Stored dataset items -
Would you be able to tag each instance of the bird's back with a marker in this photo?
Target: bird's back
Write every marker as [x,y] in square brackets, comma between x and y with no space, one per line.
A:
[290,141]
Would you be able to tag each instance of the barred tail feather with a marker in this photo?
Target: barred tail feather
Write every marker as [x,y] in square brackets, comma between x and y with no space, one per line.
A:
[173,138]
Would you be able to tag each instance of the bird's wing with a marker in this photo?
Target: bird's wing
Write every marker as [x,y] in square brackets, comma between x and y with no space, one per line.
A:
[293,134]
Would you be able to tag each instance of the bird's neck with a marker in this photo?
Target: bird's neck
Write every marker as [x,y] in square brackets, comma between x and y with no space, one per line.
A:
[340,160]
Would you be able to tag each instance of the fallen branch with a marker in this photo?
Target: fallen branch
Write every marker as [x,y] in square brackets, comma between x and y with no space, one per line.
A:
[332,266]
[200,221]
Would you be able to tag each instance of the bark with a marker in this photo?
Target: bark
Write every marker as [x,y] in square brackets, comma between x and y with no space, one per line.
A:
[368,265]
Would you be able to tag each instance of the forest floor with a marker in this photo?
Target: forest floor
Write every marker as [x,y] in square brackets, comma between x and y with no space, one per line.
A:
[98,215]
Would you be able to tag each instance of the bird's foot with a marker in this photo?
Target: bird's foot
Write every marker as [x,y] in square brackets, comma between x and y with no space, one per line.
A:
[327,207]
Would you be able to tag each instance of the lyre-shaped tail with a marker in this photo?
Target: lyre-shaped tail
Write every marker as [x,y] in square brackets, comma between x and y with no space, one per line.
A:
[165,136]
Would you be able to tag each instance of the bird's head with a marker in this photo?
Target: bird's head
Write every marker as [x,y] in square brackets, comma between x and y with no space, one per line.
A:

Your objective -
Could you restate every record above word for word?

Solution to the problem -
Would you be able to tag each instance of the bird's back with a marker in this photo?
Target: bird's back
Write every marker as [x,y] in square brackets, comma between x and y with no space, one per line.
A:
[290,141]
Would you be able to tag each instance of the barred tail feather with a marker in this photo?
Target: barred tail feather
Write every marker as [x,y] in square brackets, comma between x and y with no space, one per line.
A:
[173,138]
Would you be able to tag each instance of the bird's wing with a marker in this photo?
Target: bird's wing
Write every marker as [x,y] in square brackets, comma between x and y with no space, one per line.
A:
[293,134]
Would you be able to tag each instance of the bird's neck with a marker in this photo?
Target: bird's neck
Write every marker as [x,y] in square brackets, comma between x and y with no space, one per line.
A:
[340,160]
Would you be able to tag each instance of the fallen branch with a marker in this photo?
Target: fallen branch
Write every marker as [x,y] in square brackets, comma between x and y with no space, one per line.
A:
[332,266]
[200,221]
Would you be able to tag each instance of the bark with a marker in this photo?
Target: bark
Write every marker as [x,y] in square brackets, comma between x and y with no space, one per line.
A:
[368,265]
Would you be able to tag each instance of the forest floor with a marker in this photo?
Target: forest floor
Write every marker as [x,y] in square brackets, comma between x and y with no space, one per line.
A:
[98,215]
Would you be able to tag each instance of the bird's foot with a marker in this photo?
Target: bird's foot
Write every marker as [x,y] in square brackets, comma between x and y with no space, one per line.
A:
[327,207]
Would you be able to tag each instance of the lyre-shaped tail with a marker in this photo?
Target: lyre-shaped tail
Write every marker as [x,y] in square brackets, comma between x and y with no space, one per line.
A:
[165,136]
Would you be able to tag each instance of the bird's head with a marker in this photo?
Target: bird's head
Write every marker as [x,y] in square brackets, comma between x and y with no space, one per line.
A:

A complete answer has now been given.